Gaston Forget dit n’avoir jamais eu de mal à trouver des enquêteurs volontaires pour travailler autant qu’il le fallait. « Dans la section chez nous, ils sont tellement passionnés que je pouvais les appeler n’importe quand la nuit et ils étaient toujours disponibles », dit-il.

Lui-même estime avoir pris seulement 10 journées de maladie en 43 ans. Il était toujours disponible. « Le lieutenant est disponible 24 heures sur 24. Le cellulaire sonne la nuit, les fins de semaine, les jours de congé », rigole-t-il.

Connaître tout le monde

M. Forget a supervisé de nombreux gros dossiers à Laval. Il y a eu Yvon Boulet, ce professeur de conduite condamné à la prison en janvier dernier pour avoir agressé une vingtaine de ses élèves adolescentes, entre 1982 et 2017. Ou encore Sébastien Cantin, prédateur qui agressait des femmes au hasard à leur descente de l’autobus, que les enquêteurs avaient identifié grâce à une agente double qui avait accepté de servir d’appât, en 2010.

Presque chaque fois, les ponts bâtis avec d’autres organismes se sont révélés utiles, explique le lieutenant. La police de Laval héberge ainsi à temps plein dans ses bureaux deux intervenantes du Centre d’aide aux victimes d’actes criminels. Elles sont déjà présentes, sans délai, si une victime a besoin d’être épaulée en plein milieu d’une rencontre. « C’est formidable comment ça rassure les victimes. Je pense qu’il faudrait essayer d’avoir ça partout au Québec », dit-il.

Son équipe a aussi des liens étroits avec les procureurs de la Couronne spécialistes des dossiers d’agression sexuelle à Laval. Le dossier n’est pas constamment transféré d’un procureur à l’autre et repris à zéro. Une relation de confiance peut s’établir dès le début.

Avec des procureurs attitrés, c’est beaucoup plus facile. La victime va être rencontrée par le procureur et l’enquêteur avant d’aller à la cour. L’approche est plus rassurante. Ce n’est pas parfait, mais c’est beaucoup mieux que c’était.

Gaston Forget, lieutenant de la police de Laval à la retraite

Ce modèle de coopération avec les autres organismes va au-delà des dossiers d’agression sexuelle. Gaston Forget participait jusqu’à sa retraite à une cellule de crise avec des responsables du réseau de la santé, de la Ville, des services sociaux et des maisons d’hébergement, qui vise à mobiliser tous les intervenants d’urgence lorsqu’il y a des raisons de craindre qu’une femme ne soit tuée par son conjoint sur le territoire lavallois.

** Consignes à suivre **
(a) Modifiez le passage de l'article sur Gaston Forget compris entre « Connaître tout le » et « d’appât, en 2010. » inclusivement, en remplaçant « professeur de conduite » par « moniteur de conduite ».
(b) Poursuivez l'article sur Gaston Forget à partir de l'endroit où il s'arrête.
Les enregistrements ne sont pas nécessaires ici.

** Enregistrements fournis **
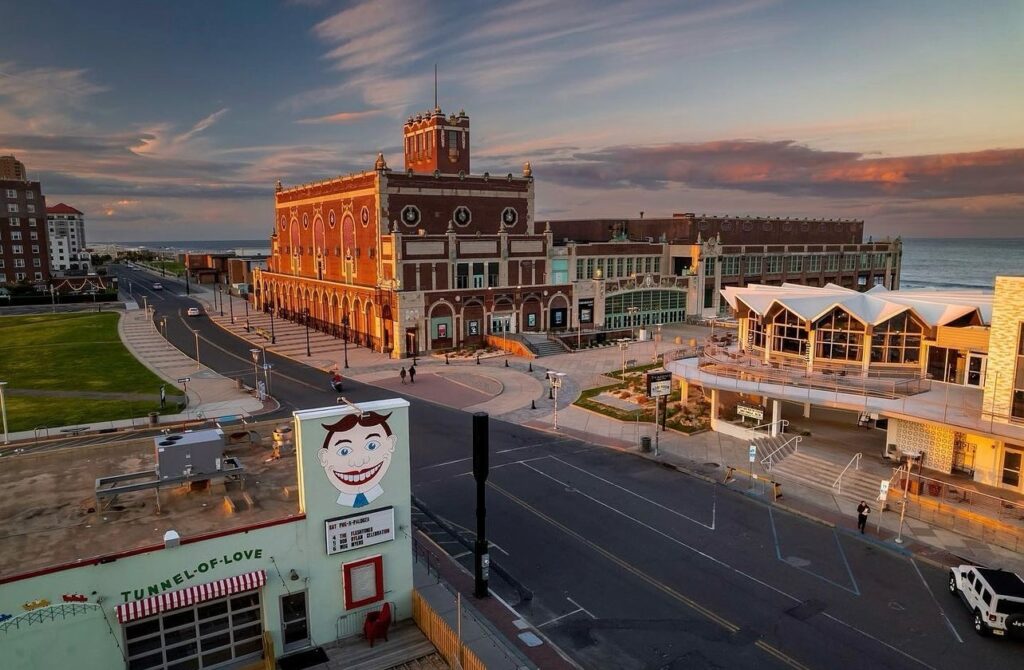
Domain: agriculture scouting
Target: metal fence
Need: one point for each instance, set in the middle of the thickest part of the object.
(960, 507)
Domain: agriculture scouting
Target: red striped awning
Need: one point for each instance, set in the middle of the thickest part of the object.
(155, 604)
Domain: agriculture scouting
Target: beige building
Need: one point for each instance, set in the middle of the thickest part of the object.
(944, 370)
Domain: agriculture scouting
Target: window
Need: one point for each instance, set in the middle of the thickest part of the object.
(790, 332)
(730, 265)
(839, 336)
(897, 340)
(1017, 406)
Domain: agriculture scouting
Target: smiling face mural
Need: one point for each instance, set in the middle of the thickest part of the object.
(355, 456)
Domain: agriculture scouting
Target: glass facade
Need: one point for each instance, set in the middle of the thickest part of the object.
(655, 306)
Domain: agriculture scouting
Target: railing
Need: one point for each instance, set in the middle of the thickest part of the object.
(745, 368)
(768, 461)
(961, 507)
(456, 653)
(838, 484)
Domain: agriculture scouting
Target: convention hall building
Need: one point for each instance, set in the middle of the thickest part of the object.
(433, 256)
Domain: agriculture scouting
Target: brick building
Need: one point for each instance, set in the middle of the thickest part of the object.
(434, 256)
(24, 243)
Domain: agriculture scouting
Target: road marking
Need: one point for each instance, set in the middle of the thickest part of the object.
(665, 588)
(942, 613)
(652, 502)
(778, 554)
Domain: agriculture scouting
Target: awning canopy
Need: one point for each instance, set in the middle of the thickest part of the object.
(155, 604)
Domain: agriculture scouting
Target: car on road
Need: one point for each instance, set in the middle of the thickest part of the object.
(994, 596)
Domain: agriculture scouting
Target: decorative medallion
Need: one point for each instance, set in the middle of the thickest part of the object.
(411, 215)
(510, 216)
(462, 215)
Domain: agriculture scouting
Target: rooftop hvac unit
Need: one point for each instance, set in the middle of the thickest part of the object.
(190, 454)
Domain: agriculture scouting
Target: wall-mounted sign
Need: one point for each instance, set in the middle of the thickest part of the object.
(751, 412)
(357, 531)
(658, 383)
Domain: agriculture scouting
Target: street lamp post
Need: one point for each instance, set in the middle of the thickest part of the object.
(3, 411)
(555, 380)
(255, 354)
(305, 320)
(344, 333)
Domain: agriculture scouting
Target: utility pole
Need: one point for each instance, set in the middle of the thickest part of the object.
(481, 466)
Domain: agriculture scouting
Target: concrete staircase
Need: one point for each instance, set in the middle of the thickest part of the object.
(810, 470)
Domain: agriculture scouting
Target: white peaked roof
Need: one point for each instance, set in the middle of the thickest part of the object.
(875, 306)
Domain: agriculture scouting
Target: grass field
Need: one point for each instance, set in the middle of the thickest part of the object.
(72, 352)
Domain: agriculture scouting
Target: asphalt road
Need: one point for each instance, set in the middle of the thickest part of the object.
(636, 566)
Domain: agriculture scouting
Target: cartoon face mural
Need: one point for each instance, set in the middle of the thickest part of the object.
(355, 456)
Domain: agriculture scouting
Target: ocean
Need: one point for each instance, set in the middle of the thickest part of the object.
(960, 263)
(945, 263)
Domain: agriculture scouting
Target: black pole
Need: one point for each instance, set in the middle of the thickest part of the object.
(481, 465)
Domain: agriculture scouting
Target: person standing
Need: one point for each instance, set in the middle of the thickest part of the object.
(862, 511)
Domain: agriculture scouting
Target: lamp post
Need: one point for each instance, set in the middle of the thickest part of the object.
(633, 312)
(344, 334)
(255, 354)
(3, 411)
(305, 320)
(555, 380)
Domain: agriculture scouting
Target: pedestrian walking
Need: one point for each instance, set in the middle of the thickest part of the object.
(862, 511)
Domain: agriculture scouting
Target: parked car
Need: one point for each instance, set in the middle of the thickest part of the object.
(994, 596)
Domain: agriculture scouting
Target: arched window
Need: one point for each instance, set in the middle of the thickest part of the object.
(839, 336)
(898, 340)
(790, 333)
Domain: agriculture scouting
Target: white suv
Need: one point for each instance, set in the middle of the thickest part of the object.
(995, 597)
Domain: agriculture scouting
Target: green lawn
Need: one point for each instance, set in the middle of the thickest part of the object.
(72, 352)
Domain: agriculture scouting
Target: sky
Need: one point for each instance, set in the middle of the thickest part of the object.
(172, 120)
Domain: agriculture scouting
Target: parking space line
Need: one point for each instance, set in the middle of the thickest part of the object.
(778, 554)
(942, 613)
(656, 504)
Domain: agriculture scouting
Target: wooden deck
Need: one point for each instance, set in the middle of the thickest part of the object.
(407, 647)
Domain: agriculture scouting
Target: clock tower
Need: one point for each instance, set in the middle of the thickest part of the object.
(437, 143)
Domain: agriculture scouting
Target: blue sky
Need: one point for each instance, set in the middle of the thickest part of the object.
(172, 120)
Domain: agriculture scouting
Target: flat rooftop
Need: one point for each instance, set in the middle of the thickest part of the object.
(49, 514)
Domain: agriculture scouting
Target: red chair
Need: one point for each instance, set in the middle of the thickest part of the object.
(377, 624)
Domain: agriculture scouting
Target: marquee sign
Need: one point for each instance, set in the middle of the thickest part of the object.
(360, 530)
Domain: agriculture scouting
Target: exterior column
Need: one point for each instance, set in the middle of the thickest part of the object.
(714, 409)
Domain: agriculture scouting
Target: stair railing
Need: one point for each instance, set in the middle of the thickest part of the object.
(838, 484)
(775, 456)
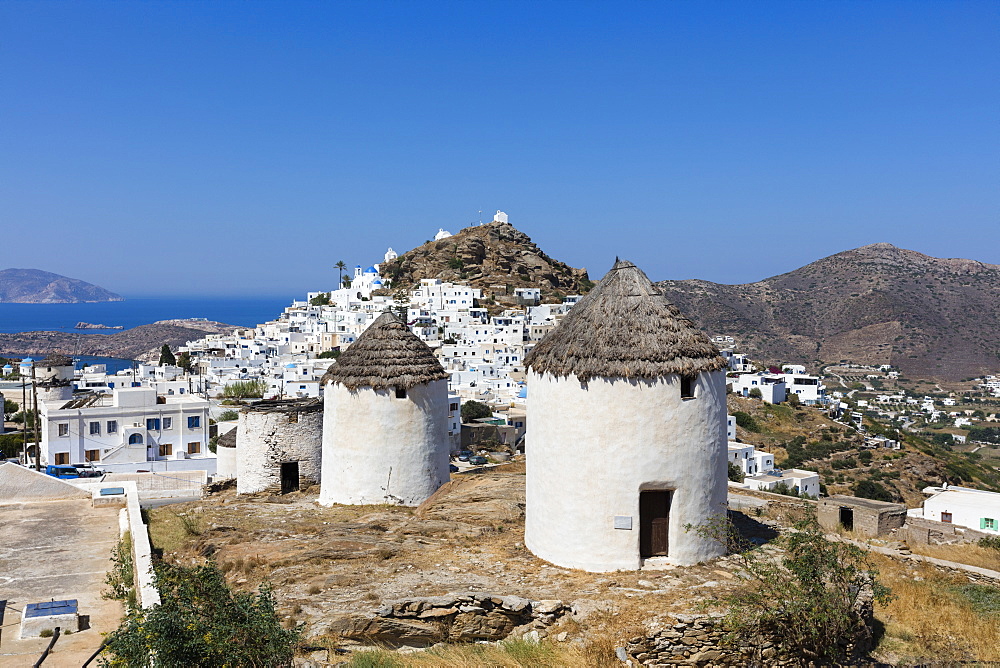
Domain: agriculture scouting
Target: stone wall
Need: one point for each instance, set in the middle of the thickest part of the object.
(700, 640)
(467, 617)
(870, 518)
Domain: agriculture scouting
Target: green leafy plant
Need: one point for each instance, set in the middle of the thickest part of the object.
(747, 421)
(813, 602)
(244, 389)
(201, 622)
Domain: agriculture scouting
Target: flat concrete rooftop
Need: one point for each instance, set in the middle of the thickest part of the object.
(56, 550)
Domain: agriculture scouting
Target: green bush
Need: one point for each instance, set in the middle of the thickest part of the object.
(201, 622)
(244, 389)
(806, 601)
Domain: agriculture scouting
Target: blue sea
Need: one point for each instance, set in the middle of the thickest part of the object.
(132, 312)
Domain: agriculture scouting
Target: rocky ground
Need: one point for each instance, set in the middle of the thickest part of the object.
(454, 573)
(485, 256)
(459, 558)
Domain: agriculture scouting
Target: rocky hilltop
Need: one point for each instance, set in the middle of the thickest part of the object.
(878, 304)
(141, 343)
(485, 256)
(33, 286)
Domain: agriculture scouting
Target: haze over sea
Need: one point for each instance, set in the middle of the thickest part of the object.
(136, 311)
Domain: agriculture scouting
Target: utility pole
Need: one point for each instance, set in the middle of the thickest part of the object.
(24, 416)
(34, 417)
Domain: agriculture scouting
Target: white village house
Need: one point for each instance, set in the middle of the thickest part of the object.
(626, 441)
(127, 429)
(971, 508)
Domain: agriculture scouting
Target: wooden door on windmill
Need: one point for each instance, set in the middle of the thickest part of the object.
(289, 477)
(654, 523)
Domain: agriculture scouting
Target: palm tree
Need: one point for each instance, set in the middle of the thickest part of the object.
(340, 266)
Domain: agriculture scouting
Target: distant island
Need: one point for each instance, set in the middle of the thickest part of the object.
(91, 325)
(141, 343)
(33, 286)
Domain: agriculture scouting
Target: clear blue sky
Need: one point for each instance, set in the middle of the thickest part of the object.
(241, 148)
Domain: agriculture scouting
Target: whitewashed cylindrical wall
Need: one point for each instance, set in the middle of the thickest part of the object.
(592, 448)
(381, 449)
(225, 466)
(269, 437)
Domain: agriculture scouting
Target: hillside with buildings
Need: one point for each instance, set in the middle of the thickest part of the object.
(878, 304)
(33, 286)
(495, 257)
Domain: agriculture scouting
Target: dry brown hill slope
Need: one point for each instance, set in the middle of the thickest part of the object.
(142, 342)
(878, 304)
(33, 286)
(484, 256)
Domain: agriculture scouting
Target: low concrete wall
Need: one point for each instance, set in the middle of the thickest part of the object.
(161, 485)
(207, 464)
(142, 552)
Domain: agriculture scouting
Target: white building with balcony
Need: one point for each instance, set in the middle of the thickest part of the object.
(128, 429)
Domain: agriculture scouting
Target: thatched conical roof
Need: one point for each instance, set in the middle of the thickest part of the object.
(624, 328)
(386, 355)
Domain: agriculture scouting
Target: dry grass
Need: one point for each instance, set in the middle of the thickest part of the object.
(506, 654)
(930, 620)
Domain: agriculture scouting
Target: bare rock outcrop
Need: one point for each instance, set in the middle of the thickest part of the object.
(467, 617)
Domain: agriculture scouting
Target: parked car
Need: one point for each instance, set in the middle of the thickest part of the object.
(63, 472)
(88, 471)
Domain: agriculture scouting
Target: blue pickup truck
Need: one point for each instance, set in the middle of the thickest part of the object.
(63, 472)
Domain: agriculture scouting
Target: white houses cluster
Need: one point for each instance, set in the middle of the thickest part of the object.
(607, 488)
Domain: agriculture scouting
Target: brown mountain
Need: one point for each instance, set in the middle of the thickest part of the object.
(484, 256)
(141, 343)
(33, 286)
(878, 304)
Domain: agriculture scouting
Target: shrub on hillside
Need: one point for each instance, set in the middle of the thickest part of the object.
(201, 622)
(814, 602)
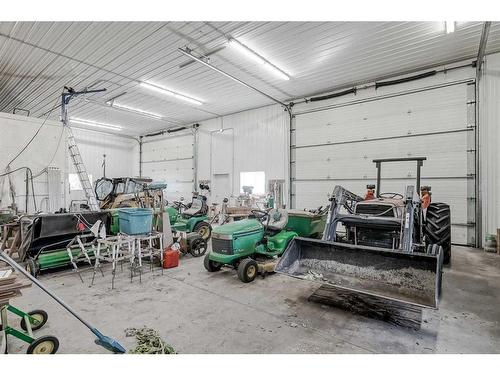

** Réponses fournies **
(a)
Connaître tout le monde

M. Forget a supervisé de nombreux gros dossiers à Laval. Il y a eu Yvon Boulet, ce moniteur de conduite condamné à la prison en janvier dernier pour avoir agressé une vingtaine de ses élèves adolescentes, entre 1982 et 2017. Ou encore Sébastien Cantin, prédateur qui agressait des femmes au hasard à leur descente de l’autobus, que les enquêteurs avaient identifié grâce à une agente double qui avait accepté de servir d’appât, en 2010.

(b)
Dès qu’un des membres de la cellule obtient des informations inquiétantes qui font craindre un homicide, tous les membres peuvent être mobilisés afin de protéger la femme et l’aider à sortir de son milieu, même si elle n’a pas porté plainte au criminel.

Un autre comité du genre regroupe des intervenants lavallois qui interviennent contre la maltraitance envers les aînés. Là encore, le représentant de la police était Gaston Forget. « J’en avais, des comités », lance-t-il en riant. « Quand je suis devenue sa patronne, lui, il était là depuis toujours », souligne l’inspectrice Lise Briand, responsable des crimes majeurs à la police de Laval. « Il connaissait tous les comités, tous les intervenants avec qui on collabore. Comme gestionnaire, on pouvait toujours aller voir Gaston pour qu’il nous dirige vers la bonne personne, le bon organisme. C’est très facilitant. »

Prédateurs en puissance

Le choix de porter plainte ou non après une agression sexuelle est une décision très personnelle, souligne M. Forget. « Chaque victime est différente, chaque victime le vit différemment », dit-il. Il se méfie des gens qui répètent des allégations anonymes d’inconduites sur les réseaux sociaux, parce qu’il préfère que certaines vérifications soient faites en bonne et due forme. Mais son expérience lui a appris l’importance de mettre hors d’état de nuire les agresseurs avant qu’ils fassent encore plus de dommages.

« Souvent, un prédateur, ça commence par des attouchements dans un parc ou une piste cyclable, puis ça monte, ça augmente. Une tape sur les fesses d’une inconnue dans un lieu public, il y a des gens qui ne le signalent pas, parce que ça leur semble banal. Mais, souvent, il s’agit de prédateurs en puissance. Et le fait de le signaler, ça permet de faire des liens », croit-il.